[Coordinate labeling data]
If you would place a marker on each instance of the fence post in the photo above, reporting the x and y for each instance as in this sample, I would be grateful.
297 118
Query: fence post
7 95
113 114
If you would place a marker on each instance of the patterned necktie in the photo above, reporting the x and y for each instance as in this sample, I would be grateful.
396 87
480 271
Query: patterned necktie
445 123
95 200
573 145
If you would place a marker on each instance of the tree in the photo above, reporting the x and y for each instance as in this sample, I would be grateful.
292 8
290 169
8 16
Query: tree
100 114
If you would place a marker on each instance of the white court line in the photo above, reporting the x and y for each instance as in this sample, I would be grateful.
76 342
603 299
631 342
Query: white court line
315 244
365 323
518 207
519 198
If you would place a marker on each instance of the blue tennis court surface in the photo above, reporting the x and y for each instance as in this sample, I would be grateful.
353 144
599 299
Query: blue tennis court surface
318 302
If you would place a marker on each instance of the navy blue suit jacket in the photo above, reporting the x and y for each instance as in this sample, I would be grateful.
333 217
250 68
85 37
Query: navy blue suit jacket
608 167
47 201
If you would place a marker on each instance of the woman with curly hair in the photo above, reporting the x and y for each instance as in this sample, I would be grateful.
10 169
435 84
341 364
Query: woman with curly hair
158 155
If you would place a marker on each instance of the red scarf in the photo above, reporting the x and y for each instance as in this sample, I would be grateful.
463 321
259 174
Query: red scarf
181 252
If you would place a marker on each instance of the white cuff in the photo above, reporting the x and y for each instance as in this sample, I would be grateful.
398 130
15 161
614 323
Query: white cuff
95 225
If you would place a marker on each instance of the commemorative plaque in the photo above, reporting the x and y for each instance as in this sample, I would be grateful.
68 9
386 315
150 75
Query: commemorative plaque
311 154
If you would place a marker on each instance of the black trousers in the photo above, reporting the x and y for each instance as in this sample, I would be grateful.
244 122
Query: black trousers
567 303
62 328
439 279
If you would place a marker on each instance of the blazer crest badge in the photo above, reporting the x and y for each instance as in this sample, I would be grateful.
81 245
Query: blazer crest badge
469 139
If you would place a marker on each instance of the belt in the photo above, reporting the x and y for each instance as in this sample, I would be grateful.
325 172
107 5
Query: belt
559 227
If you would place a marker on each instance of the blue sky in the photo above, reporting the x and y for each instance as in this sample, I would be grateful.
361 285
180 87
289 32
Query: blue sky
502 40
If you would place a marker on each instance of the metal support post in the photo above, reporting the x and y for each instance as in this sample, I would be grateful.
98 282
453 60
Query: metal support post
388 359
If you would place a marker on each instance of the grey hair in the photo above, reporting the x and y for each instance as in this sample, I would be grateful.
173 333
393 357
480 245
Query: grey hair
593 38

> REQUEST: Copy all of the entries above word for word, keeping each line in its original order.

> RESPONSE TO THIS EXERCISE:
If you would place a marker on each instance of the fence post in the photo above, reporting the x and y for each instance as in this sample, I would be grateful.
297 118
Query: fence post
7 95
113 114
If you would place a marker on each instance of the patterned necktie in the photo above, reporting the x and y for each instance as in this sample, I would be grateful.
396 87
480 271
Query: patterned necktie
445 123
95 200
573 145
If you would place a marker on each instance of the tree in the photo above, reporting the x and y for each instance as in this sample, I would be grateful.
292 8
290 169
8 16
Query: tree
100 114
If you would place a marker on each instance of the white court line in the photo above, reporting the x and y for each instance as in this sample, I would be grateful.
76 342
603 299
631 342
Query: white court line
315 244
365 323
518 207
519 198
If you would place a marker on each instance of the blue tennis court surface in the photo above, reporting the x and y for each instance as in this sample, I would be grateful.
353 144
599 299
Query: blue tennis court surface
318 302
If you would place a marker on each instance of the navy blue suit jacket in the photo above, reporting the x and y for each instance as in this sample, I would be grateful.
333 217
250 68
85 37
Query: navy blue suit jacket
608 167
47 201
If you would place a marker on each instance of the woman with curly hair in the photo above, reporting the x and y for each instance as in this sample, I would be grateful.
10 169
435 84
341 364
Query: woman with curly hair
158 155
If you would place a marker on each instance of the red scarf in the photo above, reporting the x and y for each instance as in this sample, I would be grateful.
463 321
259 174
Query: red scarf
181 252
If you would place a marker on each instance of the white cuff in the photo above, reporting the x and y for each instance as in this sample, I would be grateful.
398 130
15 161
614 323
Query: white cuff
95 225
If you would place a marker on each instance of the commemorative plaque in the photo above, reporting the x and y for each instance as in this sample, I would be grateful.
68 9
386 315
150 75
Query: commemorative plaque
311 154
If you would place a marker on each instance of the black trousers in the photo above, reporting the x and y for each instance as in this sample, I would be grateful.
244 122
Query: black trousers
567 303
62 328
439 279
If you would place a marker on each instance of the blazer crest badge in the photo above, reporting the x and y for each instance as in this sample, I would be grateful.
81 245
Query: blazer crest badge
469 139
If you would place a marker on each instance of the belt in the photo above, reporting the x and y for each instance as in this sample, I would be grateful.
325 172
107 5
Query: belt
559 227
If you would place a marker on each instance of the blue sky in the photo above, reporting the x and y for each instance as in this sample, I would be grateful.
361 285
180 87
289 32
Query: blue sky
502 40
If you would place a marker on each instance of the metal support post in the photo above, reporting the x and y for each instance as in this sample, I would be grateful.
98 282
453 60
Query: metal support post
388 359
If you would place a marker on each instance of the grey hair in the photo above, reporting the x and y for each instance as in this sample, I would be grateful.
173 333
393 357
480 245
Query: grey hair
593 38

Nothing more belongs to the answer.